Exercise instructions ->
Each entry below is to be transcribed exactly.

Task data ->
┌──
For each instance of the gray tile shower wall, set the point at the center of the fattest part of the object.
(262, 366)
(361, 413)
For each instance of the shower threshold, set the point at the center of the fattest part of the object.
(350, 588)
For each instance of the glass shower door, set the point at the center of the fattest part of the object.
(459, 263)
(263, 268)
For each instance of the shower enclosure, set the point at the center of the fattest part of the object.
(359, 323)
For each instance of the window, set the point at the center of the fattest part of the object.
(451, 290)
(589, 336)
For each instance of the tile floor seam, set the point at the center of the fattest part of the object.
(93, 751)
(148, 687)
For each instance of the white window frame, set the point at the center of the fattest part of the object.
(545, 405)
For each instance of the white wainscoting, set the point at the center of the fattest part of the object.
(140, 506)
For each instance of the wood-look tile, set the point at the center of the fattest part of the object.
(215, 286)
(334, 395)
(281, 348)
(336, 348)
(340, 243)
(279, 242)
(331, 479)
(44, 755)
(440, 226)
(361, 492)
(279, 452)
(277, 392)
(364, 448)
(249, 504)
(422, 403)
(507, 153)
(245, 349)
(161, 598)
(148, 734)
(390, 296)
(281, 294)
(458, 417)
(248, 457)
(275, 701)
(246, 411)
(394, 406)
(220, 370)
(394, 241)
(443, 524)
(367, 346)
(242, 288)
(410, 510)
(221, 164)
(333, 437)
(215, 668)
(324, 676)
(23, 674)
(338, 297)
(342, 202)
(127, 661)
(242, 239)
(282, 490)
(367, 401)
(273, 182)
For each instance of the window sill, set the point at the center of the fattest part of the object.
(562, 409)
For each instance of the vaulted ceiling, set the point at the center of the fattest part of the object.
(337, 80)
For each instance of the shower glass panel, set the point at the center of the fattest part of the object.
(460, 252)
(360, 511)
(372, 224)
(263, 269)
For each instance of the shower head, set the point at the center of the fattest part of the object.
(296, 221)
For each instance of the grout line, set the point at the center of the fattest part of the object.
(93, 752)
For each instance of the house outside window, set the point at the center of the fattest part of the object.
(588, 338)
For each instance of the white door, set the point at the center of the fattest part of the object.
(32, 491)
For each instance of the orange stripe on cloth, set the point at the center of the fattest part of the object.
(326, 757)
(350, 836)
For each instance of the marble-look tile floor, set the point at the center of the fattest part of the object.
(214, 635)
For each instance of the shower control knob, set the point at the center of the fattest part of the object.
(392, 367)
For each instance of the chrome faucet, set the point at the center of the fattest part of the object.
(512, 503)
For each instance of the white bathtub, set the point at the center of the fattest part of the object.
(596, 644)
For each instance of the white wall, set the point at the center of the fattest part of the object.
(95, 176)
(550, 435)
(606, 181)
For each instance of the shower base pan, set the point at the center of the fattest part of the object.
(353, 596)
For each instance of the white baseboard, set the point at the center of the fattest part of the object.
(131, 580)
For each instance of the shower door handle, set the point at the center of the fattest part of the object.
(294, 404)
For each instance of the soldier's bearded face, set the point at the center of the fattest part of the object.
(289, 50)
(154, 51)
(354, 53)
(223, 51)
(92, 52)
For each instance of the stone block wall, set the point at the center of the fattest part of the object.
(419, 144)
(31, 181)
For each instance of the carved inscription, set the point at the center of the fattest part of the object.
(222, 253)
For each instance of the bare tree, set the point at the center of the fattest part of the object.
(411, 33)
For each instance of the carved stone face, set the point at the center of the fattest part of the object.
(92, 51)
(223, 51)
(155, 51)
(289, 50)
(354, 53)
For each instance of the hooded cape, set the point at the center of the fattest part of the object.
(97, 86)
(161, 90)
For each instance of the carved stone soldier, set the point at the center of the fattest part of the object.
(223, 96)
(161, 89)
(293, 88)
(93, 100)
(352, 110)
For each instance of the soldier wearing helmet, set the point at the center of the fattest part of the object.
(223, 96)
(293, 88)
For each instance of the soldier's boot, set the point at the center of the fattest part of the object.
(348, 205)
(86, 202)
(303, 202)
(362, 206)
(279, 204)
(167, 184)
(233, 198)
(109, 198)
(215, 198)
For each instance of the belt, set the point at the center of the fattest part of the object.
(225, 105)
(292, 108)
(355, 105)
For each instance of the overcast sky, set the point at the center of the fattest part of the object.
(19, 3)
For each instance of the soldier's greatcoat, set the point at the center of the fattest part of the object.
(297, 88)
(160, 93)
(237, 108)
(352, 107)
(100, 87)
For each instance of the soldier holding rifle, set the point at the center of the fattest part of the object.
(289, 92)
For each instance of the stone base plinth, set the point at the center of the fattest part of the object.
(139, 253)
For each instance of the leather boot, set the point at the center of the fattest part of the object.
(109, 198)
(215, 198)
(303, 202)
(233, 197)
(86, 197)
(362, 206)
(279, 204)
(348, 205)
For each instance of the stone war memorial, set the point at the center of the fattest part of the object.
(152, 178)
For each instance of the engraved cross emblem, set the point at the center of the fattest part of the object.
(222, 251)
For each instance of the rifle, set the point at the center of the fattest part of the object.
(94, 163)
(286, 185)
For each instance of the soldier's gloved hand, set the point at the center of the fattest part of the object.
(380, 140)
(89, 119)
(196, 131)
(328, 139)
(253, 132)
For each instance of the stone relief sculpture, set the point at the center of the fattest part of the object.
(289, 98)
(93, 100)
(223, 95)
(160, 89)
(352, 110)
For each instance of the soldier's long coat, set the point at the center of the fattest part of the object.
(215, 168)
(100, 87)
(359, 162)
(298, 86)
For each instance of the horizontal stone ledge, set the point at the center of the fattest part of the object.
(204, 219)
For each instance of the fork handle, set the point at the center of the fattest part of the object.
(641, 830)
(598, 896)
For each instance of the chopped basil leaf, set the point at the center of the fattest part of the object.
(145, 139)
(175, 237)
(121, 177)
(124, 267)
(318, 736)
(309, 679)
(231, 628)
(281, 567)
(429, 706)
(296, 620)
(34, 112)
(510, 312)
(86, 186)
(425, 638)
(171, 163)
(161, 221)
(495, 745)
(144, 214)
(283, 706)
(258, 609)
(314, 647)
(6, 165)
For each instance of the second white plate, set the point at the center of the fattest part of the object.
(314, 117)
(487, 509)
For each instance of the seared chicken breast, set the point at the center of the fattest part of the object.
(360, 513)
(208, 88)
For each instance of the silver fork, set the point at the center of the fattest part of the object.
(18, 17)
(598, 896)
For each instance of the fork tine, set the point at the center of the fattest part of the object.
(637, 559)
└──
Answer to the exercise ->
For each instance of the gray tile shower wall, set the point at the center of the fattest part of the object.
(262, 366)
(361, 413)
For each instance of the shower threshold, set the point at the center of the fattest part of the object.
(350, 588)
For each instance of the glass shower door, set the point at the center of the fattest part of the object.
(459, 263)
(263, 268)
For each instance of the shower enclosure, set the point at the center of the fattest part of the object.
(359, 323)
For each instance of the window, set the point at the center of the fattest part of the object.
(451, 290)
(589, 336)
For each instance of the tile floor seam, set the point at the center of the fattest part of the object.
(93, 751)
(148, 687)
For each instance of the white window frame, set the point at the center of the fattest part of the object.
(545, 405)
For each instance of the white wainscoting, set the point at the center of the fattest part of the object.
(140, 506)
For each instance of the wood-look tile, set the point at the center of the fattest part of the object.
(215, 286)
(334, 395)
(281, 348)
(336, 348)
(340, 243)
(279, 242)
(331, 479)
(44, 755)
(440, 226)
(361, 492)
(279, 452)
(277, 392)
(364, 448)
(249, 504)
(422, 403)
(507, 153)
(245, 349)
(161, 598)
(148, 734)
(390, 296)
(281, 294)
(458, 417)
(248, 457)
(275, 701)
(246, 411)
(394, 406)
(220, 370)
(394, 241)
(443, 524)
(367, 346)
(242, 288)
(410, 510)
(221, 164)
(333, 437)
(215, 668)
(324, 676)
(23, 674)
(338, 297)
(342, 202)
(127, 661)
(242, 239)
(282, 490)
(367, 401)
(273, 182)
For each instance of the window sill, set the point at the center of the fattest part of the object.
(562, 409)
For each instance of the vaulted ceiling, set the point at the center of the fattest part of the object.
(337, 80)
For each instance of the shower glass panel, set the point at the center of the fattest part of the object.
(460, 252)
(360, 511)
(372, 224)
(263, 269)
For each instance of the shower head, set the point at the center of the fattest part of the object.
(296, 221)
For each instance of the grout line, set the point at the center of the fattest part of the object.
(93, 752)
For each instance of the house outside window, set the point at the center of the fattest part of the object.
(588, 338)
For each instance of the white door, set the point at the center of the fattest part of the object.
(32, 491)
For each instance of the orange stripe on cloth, set the point at the center of the fattest part of the object.
(326, 757)
(350, 836)
For each instance of the marble-look tile floor, set the point at the center of the fattest part of the object.
(214, 635)
For each instance of the shower control knob, set the point at the center of the fattest part of the object.
(392, 367)
For each instance of the chrome faucet, set the point at the center of the fattest part of the object.
(512, 503)
For each instance of the white bathtub, set the point at the center of the fattest part of the object.
(596, 644)
For each instance of the white wall, set the point at the center of the fattest part of the object.
(95, 176)
(550, 435)
(606, 181)
For each instance of the shower base pan, set the point at the center of the fattest part of the object.
(353, 596)
For each instance of the white baseboard, set the point at the center of the fattest part of the object.
(131, 580)
For each instance of the shower door handle, set the point at the center of the fattest part of the object.
(294, 404)
For each instance of the soldier's bearded face, set the point at the center of the fattest part of the object.
(289, 50)
(154, 51)
(354, 53)
(223, 51)
(92, 52)
For each instance of the stone block wall, set the point at the center of the fattest part of the object.
(419, 144)
(31, 181)
For each instance of the carved inscription, set the point at the center of the fattest part of the object.
(222, 253)
For each instance of the bare tree, set the point at the center of the fattest part of the object.
(411, 33)
For each instance of the carved stone face, set the point at the center of the fattest part of the object.
(92, 51)
(223, 51)
(155, 51)
(289, 50)
(354, 53)
For each instance of the hooded cape, set the point at the center of the fattest part of the object.
(97, 86)
(161, 90)
For each instance of the carved stone soldier, set the point at the center of the fattest part of the object.
(223, 96)
(161, 89)
(293, 88)
(93, 100)
(352, 110)
For each instance of the soldier wearing helmet, set the point at the center of the fattest part of the object.
(223, 96)
(293, 88)
For each instance of the soldier's boot, set the point at the center of the fattest part of the object.
(348, 205)
(86, 202)
(303, 202)
(362, 206)
(279, 204)
(167, 184)
(233, 198)
(109, 198)
(215, 198)
For each instance of the belt, set the point at the center of the fattest part of the object.
(225, 105)
(292, 108)
(355, 105)
For each instance of the overcast sky, set the point at the center of the fattest part of the object.
(19, 3)
For each instance of the soldier's greatcoat, set the point at the center of the fattest part of the object.
(297, 88)
(160, 93)
(237, 108)
(352, 107)
(100, 87)
For each instance of the soldier holding rifle, set the point at the center of the fattest part of the object.
(289, 92)
For each instance of the stone base plinth, set the point at the center of the fattest part of the object.
(139, 253)
For each instance of the leather boot, set the point at the center of the fattest part of the object.
(109, 198)
(215, 198)
(303, 202)
(233, 197)
(86, 197)
(362, 206)
(279, 204)
(348, 205)
For each instance of the stone war memorial, set the point at the center of the fattest part of the object.
(152, 178)
For each instance of the engraved cross emblem, set the point at the center of the fattest part of the object.
(222, 251)
For each instance of the rifle, set the point at the center of the fattest part of the object.
(94, 163)
(286, 185)
For each instance of the soldier's gloved hand, set the point at the center of the fattest part of the object.
(380, 140)
(89, 119)
(196, 131)
(328, 139)
(253, 132)
For each instance of the stone relief sculpture, set the point at the center of the fattest part of the object.
(289, 98)
(93, 100)
(223, 95)
(160, 89)
(352, 110)
For each instance of the soldier's long coat, set the point at the center of the fattest part of the object.
(215, 168)
(100, 87)
(359, 162)
(298, 86)
For each instance of the horizontal stone ledge, set the point at the center of the fattest part of the object.
(204, 219)
For each instance of the fork handle, set the point at the center of the fattest part of the object.
(641, 830)
(598, 896)
For each instance of the chopped basil leaf, set the point at the center of the fattest part of the object.
(145, 139)
(175, 237)
(121, 177)
(124, 267)
(318, 736)
(309, 679)
(231, 628)
(281, 567)
(429, 706)
(296, 620)
(34, 112)
(510, 312)
(86, 186)
(425, 638)
(171, 163)
(161, 221)
(495, 745)
(144, 214)
(283, 706)
(258, 609)
(314, 647)
(6, 165)
For each instance of the second white plate, set the point at the center of the fattest part of the object.
(314, 117)
(487, 509)
For each instance of the seared chicken breast, set the point at the center of the fattest part of the object.
(360, 513)
(208, 88)
For each instance of the silver fork, set the point at the center of the fattest part of the object.
(18, 17)
(598, 896)
For each instance of the fork tine, set the point at the center of the fattest part of the object.
(637, 559)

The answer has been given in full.